[Exercise goal]: The records below are to be transcribed word for word.
++++ Information given
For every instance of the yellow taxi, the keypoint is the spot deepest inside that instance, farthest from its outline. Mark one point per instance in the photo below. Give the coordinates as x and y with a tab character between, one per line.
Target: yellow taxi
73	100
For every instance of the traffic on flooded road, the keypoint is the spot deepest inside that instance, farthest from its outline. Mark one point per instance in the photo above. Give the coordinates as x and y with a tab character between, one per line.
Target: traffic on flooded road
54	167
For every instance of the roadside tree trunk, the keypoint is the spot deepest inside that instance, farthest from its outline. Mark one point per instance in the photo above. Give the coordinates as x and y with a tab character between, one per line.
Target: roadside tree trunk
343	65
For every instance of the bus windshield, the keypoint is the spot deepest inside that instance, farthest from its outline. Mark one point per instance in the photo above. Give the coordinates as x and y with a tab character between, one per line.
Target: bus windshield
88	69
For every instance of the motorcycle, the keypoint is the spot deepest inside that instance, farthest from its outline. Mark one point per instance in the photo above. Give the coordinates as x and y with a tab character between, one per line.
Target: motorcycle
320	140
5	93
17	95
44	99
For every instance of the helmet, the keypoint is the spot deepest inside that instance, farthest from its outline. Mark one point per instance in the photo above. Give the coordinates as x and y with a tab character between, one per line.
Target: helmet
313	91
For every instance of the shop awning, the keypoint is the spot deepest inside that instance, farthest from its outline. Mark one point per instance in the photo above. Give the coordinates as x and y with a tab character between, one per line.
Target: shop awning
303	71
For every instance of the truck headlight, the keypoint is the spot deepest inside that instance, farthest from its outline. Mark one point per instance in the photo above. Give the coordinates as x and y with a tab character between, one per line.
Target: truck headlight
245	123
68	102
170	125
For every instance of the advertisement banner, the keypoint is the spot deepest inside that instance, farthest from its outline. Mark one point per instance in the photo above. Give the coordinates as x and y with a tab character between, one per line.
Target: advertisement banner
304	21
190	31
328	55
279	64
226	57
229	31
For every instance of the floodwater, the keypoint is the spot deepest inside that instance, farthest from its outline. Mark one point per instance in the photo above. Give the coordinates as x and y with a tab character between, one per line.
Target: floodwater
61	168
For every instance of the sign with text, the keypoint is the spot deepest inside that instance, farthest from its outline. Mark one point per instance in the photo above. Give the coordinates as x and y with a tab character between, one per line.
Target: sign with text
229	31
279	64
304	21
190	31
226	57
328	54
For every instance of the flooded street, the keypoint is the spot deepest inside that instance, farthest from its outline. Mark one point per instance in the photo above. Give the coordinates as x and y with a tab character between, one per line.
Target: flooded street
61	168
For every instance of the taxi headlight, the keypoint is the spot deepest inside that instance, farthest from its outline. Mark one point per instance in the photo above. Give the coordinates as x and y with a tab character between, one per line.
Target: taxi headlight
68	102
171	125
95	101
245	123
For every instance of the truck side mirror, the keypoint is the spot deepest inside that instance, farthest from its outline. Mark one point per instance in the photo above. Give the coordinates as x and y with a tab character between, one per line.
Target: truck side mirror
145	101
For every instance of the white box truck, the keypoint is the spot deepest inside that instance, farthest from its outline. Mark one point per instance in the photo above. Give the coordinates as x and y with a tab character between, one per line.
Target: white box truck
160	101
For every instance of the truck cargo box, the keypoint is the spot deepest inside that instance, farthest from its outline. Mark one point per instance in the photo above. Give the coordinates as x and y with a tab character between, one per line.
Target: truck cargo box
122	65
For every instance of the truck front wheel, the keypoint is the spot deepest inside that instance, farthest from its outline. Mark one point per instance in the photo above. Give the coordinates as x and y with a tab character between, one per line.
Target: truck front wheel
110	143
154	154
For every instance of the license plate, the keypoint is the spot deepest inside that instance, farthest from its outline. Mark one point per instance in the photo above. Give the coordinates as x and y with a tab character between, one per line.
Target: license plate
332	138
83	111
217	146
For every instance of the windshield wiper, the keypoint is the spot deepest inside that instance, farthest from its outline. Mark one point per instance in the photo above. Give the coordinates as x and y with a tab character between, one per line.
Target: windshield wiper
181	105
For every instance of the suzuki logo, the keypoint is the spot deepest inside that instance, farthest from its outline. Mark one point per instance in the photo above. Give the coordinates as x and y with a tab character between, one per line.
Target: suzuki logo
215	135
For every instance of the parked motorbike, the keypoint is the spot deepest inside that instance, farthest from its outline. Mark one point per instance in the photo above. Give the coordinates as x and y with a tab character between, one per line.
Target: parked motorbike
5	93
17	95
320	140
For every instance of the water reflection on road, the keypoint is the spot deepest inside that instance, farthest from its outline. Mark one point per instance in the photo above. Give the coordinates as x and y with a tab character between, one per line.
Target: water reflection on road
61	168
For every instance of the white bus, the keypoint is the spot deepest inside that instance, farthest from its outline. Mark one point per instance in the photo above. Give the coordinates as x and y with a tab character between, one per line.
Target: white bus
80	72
++++++++
[Exercise response]:
For every instance of the yellow taxi, the keypoint is the spot deepest inside that instance, farthest from its outline. Mark one point per instance in the photo below. Give the coordinates as x and y with a tab character between, one per line.
Target: yellow taxi
73	100
For every instance of the traffic on flooded road, the keypoint is the spot deepest inside that instance, farthest from its outline. Mark one point per instance in the photo above. Give the coordinates as x and y with a tab character between, one per line.
Target: traffic on flooded road
54	167
For every instance of the roadside tree trunk, the keypoint is the spot deepest inside that instance, farthest from its outline. Mark one point per instance in the photo above. Give the coordinates as x and y with a tab character between, one per line.
Target: roadside tree trunk
343	65
For every instance of the bus windshield, the keypoint is the spot deepest inside that instance, farthest from its outline. Mark one point per instance in the photo above. Give the coordinates as x and y with a tab character between, one per line.
Target: bus windshield
88	69
For every instance of the motorcycle, the keypoint is the spot deepest inside that instance, farthest from its outline. Mark one point per instance in the photo above. Give the coordinates as x and y with a tab character between, one per line.
Target: motorcycle
320	140
5	93
17	95
44	99
For every instance of the helmet, the keypoint is the spot deepest inside that instance, farthest from its outline. Mark one point per instance in the photo above. Give the coordinates as x and y with a tab character between, one per line.
Target: helmet
313	91
For every instance of the shop awning, the keypoint is the spot deepest inside that instance, farthest from its outline. Mark one point per instance in the photo above. Give the coordinates as x and y with a tab character between, one per line.
Target: shop awning
303	71
For every instance of the truck headlight, the keypoint is the spot deepest inside that instance, farthest from its outline. Mark one point per instance in the photo above. Give the coordinates as x and y with a tab character between, one per line.
Target: truck headlight
245	123
68	102
170	125
For every instance of the advertisement banner, the keypoint is the spot deepest inside that instance, farthest from its outline. Mark one point per instance in the photo above. Give the coordinates as x and y with a tab character between, one per line.
Target: advertisement banner
304	21
190	31
328	55
279	64
226	57
229	31
For every instance of the floodwater, the keypoint is the spot deepest inside that instance, farthest from its outline. Mark one point per instance in the photo above. Give the coordinates as x and y with a tab character between, one per line.
Target: floodwater
61	168
For every instance of the sign with text, the keypoint is the spot deepest inside that instance, farthest from its outline. Mark one point per instance in the photo above. Give the coordinates as x and y with a tab character between, one per line.
Target: sign with text
229	31
279	64
304	21
190	31
226	57
328	54
For every instance of the flooded street, the keypoint is the spot deepest inside that instance, farthest from its outline. Mark one point per instance in the photo above. Give the coordinates as x and y with a tab character between, one per line.
Target: flooded street
61	168
For every instance of the taxi headlight, the keypoint is the spot deepest inside that instance, farthest from its outline. Mark one point per instance in the photo above. Give the coordinates as x and y with a tab character between, one per line.
Target: taxi headlight
68	102
171	125
95	101
245	123
For every instance of the truck side mirror, the keypoint is the spot deepest inside that instance, farthest from its outline. Mark one point per instance in the photo above. Give the coordinates as x and y with a tab character between, one per line.
Target: truck side mirror
145	101
For every instance of the white box truck, the keypoint is the spot deepest inside that instance, farthest from its outline. Mark one point per instance in the photo above. Give the coordinates as x and y with a tab character between, one per line.
Target: white box truck
160	101
For every instance of the truck cargo box, the keypoint is the spot deepest inside that instance, farthest from its outline. Mark one point per instance in the photo above. Give the coordinates as x and y with a tab character between, one per line.
Target: truck cargo box
122	65
For every instance of the truck front wheel, the keypoint is the spot deepest inside that instance, farthest from its outline. Mark one point per instance in the photo above. Give the coordinates as x and y with a tab character between, one per line.
Target: truck front wheel
110	143
154	154
For every instance of the license plate, the keypoint is the spot deepest inside that instance, farthest from its outline. Mark one point per instance in the photo above. Give the coordinates as x and y with a tab character between, one per line.
Target: license plate
332	138
83	111
217	146
For every instance of the windshield wiper, the keypoint is the spot deepest inside that instance, farthest from its outline. Mark one point per instance in the photo above. Give the coordinates as x and y with a tab character between, one per line.
Target: windshield wiper
181	105
For every instance of the suzuki logo, the keypoint is the spot deepest inside that instance, farthest from its outline. Mark one point per instance in the photo above. Give the coordinates as x and y with a tab character between, one per line.
Target: suzuki logo
215	135
For every instance of the parked motorbike, the keypoint is the spot deepest inside that instance, farthest from its outline. Mark one point per instance in the photo above. Give the coordinates as x and y with a tab character between, one per line.
Target: parked motorbike
5	93
17	95
320	140
For every instance of the water reflection on road, the keypoint is the spot deepest inside that instance, farthest from its outline. Mark one point per instance in the photo above. Give the coordinates as x and y with a tab character between, one per line.
Target: water reflection on road
61	168
For every instance of the white bus, the keypoint is the spot deepest inside that instance, farthest from its outline. Mark one point per instance in the photo above. Give the coordinates as x and y with a tab character between, one per line.
Target: white bus
80	72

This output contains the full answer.